### [Source document]
The Importance Of Pride

The essence of the Pride March across the world has been to celebrate the LGBTQIA+ diaspora for who we are. It is to remove the shame associated with the identity, and make people realise that while we are unique in our sexuality identities, we share the same life experiences as anyone else.

In India, considering most of the LGBTQIA+ community is criminalised under several sections of Police Acts, be it IPC s.377 or the KPA s.36A, we’ve reinvented the Pride to be a protest of sorts, which reminds society, the government and the world that we are here to stay, criminalised or not.

Pride means so much to me. When I came out to myself in 2002, I didn’t realise that I’d need a community. I was already dating someone and even after that relationship ended, I started dating someone else after that. These men became the centre of my life and my sexual expression so I didn’t need anything else. When I broke up with my second boyfriend in February 2008, the feeling of loneliness suddenly hit me. It was then that I reached out to all the resources I had, and as fate would have it, the first Pride happened immediately after.

Finding A Purpose With Pride

Namma Pride 2016
(Namma Pride 2016, Photo credit: Punit Shrivastava)

### [Material for this task]
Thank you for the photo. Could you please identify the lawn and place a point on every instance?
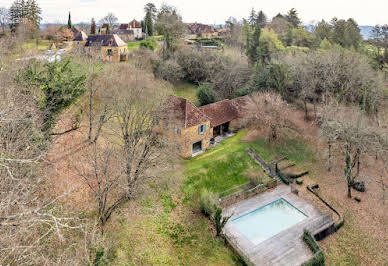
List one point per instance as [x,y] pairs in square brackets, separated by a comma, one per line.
[132,46]
[186,90]
[229,165]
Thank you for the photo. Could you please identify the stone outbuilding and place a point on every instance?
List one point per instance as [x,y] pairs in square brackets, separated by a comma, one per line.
[192,129]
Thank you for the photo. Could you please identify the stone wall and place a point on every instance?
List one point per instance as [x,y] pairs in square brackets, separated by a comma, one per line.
[116,53]
[191,136]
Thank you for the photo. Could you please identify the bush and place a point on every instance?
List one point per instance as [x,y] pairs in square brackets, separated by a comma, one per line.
[206,94]
[208,203]
[149,43]
[318,259]
[168,70]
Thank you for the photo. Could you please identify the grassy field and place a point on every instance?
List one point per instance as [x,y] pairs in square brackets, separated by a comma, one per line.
[186,90]
[42,44]
[228,164]
[132,46]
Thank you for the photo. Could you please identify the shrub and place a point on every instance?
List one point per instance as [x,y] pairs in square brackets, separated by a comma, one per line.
[149,43]
[219,221]
[318,259]
[206,94]
[168,70]
[208,203]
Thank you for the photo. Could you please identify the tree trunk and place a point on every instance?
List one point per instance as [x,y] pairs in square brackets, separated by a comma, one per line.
[90,114]
[329,158]
[305,109]
[348,169]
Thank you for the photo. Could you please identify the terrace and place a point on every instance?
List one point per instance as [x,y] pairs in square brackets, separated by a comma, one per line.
[267,234]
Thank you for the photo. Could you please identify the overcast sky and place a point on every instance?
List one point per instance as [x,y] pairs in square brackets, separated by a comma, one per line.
[215,11]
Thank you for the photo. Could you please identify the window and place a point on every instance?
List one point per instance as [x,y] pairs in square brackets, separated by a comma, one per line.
[202,129]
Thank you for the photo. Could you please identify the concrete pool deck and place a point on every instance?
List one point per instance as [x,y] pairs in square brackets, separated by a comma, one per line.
[284,248]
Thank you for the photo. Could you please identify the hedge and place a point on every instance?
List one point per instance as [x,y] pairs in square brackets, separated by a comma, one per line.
[318,259]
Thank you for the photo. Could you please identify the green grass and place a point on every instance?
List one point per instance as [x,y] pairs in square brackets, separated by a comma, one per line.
[167,232]
[42,44]
[186,90]
[132,46]
[227,165]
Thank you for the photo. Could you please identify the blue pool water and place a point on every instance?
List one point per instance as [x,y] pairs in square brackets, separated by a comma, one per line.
[268,220]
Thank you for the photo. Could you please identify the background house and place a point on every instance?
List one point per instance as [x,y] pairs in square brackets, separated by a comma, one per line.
[108,47]
[198,30]
[135,26]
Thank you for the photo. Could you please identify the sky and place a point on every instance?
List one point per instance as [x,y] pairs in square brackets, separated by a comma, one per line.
[370,12]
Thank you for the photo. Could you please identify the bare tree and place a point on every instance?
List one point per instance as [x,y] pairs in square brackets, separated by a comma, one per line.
[4,18]
[268,110]
[354,133]
[103,175]
[29,214]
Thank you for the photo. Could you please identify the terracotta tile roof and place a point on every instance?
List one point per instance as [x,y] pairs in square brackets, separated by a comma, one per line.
[123,26]
[220,112]
[240,104]
[183,112]
[81,36]
[123,32]
[105,40]
[197,28]
[134,24]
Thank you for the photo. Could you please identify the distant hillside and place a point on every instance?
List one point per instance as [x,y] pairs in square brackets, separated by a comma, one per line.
[366,31]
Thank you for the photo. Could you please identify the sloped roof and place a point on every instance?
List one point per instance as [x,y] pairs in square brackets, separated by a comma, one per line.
[81,36]
[198,28]
[134,24]
[105,40]
[183,112]
[123,32]
[123,26]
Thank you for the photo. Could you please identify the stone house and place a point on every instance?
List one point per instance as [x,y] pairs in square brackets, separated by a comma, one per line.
[108,47]
[198,30]
[135,26]
[79,41]
[192,129]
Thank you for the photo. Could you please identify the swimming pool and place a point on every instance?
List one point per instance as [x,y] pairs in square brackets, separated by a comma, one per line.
[267,221]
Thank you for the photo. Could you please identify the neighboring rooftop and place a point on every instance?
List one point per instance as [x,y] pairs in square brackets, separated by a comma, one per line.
[198,28]
[80,36]
[134,24]
[111,40]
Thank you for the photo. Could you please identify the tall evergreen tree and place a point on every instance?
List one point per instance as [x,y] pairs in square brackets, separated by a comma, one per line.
[69,22]
[93,27]
[149,19]
[292,17]
[253,52]
[252,18]
[261,19]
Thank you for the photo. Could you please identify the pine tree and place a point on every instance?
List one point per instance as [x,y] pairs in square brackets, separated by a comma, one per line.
[33,12]
[69,26]
[252,18]
[93,27]
[149,25]
[261,19]
[253,52]
[292,17]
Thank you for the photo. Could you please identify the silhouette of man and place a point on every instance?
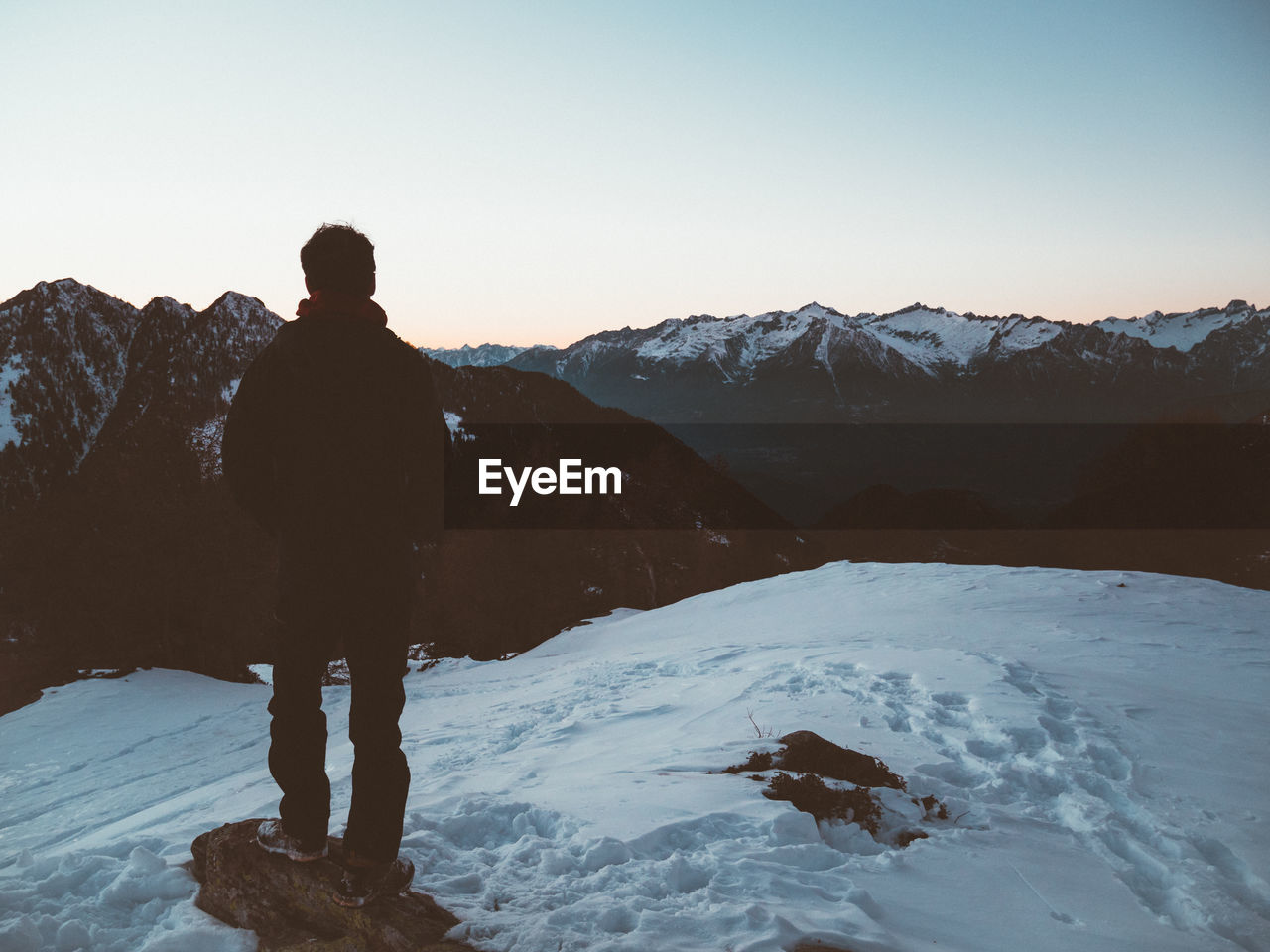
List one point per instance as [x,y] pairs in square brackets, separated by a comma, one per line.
[335,444]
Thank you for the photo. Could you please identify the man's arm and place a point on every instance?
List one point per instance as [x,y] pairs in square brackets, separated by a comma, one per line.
[248,445]
[429,451]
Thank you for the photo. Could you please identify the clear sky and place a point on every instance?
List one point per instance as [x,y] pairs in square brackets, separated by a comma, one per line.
[538,172]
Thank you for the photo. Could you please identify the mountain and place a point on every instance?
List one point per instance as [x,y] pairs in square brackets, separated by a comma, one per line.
[77,359]
[122,547]
[466,356]
[926,365]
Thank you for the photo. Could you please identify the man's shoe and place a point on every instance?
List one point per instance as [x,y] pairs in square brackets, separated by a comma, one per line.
[362,885]
[272,839]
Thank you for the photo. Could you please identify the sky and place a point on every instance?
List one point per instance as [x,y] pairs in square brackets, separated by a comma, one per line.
[538,172]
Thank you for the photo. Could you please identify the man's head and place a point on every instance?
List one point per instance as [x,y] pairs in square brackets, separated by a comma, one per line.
[338,258]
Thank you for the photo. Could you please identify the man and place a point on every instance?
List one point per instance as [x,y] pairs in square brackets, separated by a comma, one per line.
[335,444]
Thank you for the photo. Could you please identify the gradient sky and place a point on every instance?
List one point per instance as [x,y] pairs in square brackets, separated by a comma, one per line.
[538,172]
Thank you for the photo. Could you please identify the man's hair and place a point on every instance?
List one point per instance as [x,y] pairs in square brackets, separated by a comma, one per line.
[338,258]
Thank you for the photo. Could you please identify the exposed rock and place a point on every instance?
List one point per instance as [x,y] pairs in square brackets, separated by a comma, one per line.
[807,752]
[889,817]
[290,905]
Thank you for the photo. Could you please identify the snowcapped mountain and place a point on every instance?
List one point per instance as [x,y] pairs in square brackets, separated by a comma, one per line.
[467,356]
[166,567]
[80,366]
[917,365]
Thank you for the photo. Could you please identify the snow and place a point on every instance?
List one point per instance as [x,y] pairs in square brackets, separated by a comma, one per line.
[1098,735]
[1178,330]
[10,372]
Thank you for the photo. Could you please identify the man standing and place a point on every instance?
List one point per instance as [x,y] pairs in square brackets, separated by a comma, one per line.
[335,443]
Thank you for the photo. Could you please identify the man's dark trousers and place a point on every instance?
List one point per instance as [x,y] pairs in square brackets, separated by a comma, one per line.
[312,627]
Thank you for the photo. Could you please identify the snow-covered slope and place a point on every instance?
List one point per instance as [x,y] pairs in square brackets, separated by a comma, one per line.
[1182,330]
[467,356]
[920,365]
[1098,735]
[77,365]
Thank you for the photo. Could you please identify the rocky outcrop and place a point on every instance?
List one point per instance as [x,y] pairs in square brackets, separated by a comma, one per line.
[290,906]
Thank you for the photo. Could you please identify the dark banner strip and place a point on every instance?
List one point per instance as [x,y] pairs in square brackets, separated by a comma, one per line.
[867,476]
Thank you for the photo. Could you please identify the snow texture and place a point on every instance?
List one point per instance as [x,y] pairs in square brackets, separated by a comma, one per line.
[10,422]
[1097,737]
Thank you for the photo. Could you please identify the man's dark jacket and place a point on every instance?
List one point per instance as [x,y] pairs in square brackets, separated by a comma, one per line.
[335,443]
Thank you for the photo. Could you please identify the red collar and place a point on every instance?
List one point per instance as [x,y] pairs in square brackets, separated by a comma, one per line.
[338,303]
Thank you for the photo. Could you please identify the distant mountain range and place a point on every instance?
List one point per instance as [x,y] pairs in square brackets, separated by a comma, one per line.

### [What is asked]
a - Could you update the records from the line containing "range and place a point on every instance?" up to and including their last line, swapping "distant" for "far-off" and leaving all else unchanged?
b - Could you go on with the essay on Pride from the point where it stops?
The essay on Pride and the records have nothing to do with each other.

### [Results in order]
a -
Thank you for the photo. Could you please identify the far-off mountain range and place a point on every instance?
List one point per instance as [x,y] pairs in square brackets, separated by a comma, one per line.

b -
I marched the first Pride in Bangalore as a media person and was overwhelmed by what I saw. I immediately involved myself in all community activities and began working with the Pride committee (CSMR: Coalition for Sex Workers’, Sexual and Sexuality Minorities’ Rights).

The Pride helped me find my community and find a purpose to my existence. Today, I am a human rights activist, and proudly and openly gay thanks to that first Pride experience.

I decided to take responsibility of the Pride this year because I knew I could ensure that the Pride in 2016 was united and inclusive, and so I decided to take charge. I only began the work, the Pride committee and well-structured teams took over after that and did an amazing job.

A Message For The Community And Allies

Namma Pride 2016
(Namma Pride 2016, Photo credit: Anjali Alappat)

Since the Pride is over now and 2,300+ people showed up to march with us, plus 35+ house-full events that built up the excitement for Pride in October, 2016: all I really want to say is THANK YOU!

We managed to pull off India’s first disability-friendly Pride; India’s first Pride with a themed jingle and promotional videos; India’s first Pride with an app; India’s first Pride festival to last over a month; and India’s first Pride to moderate yet extend participation to Corporates, so I’d say we did a good job.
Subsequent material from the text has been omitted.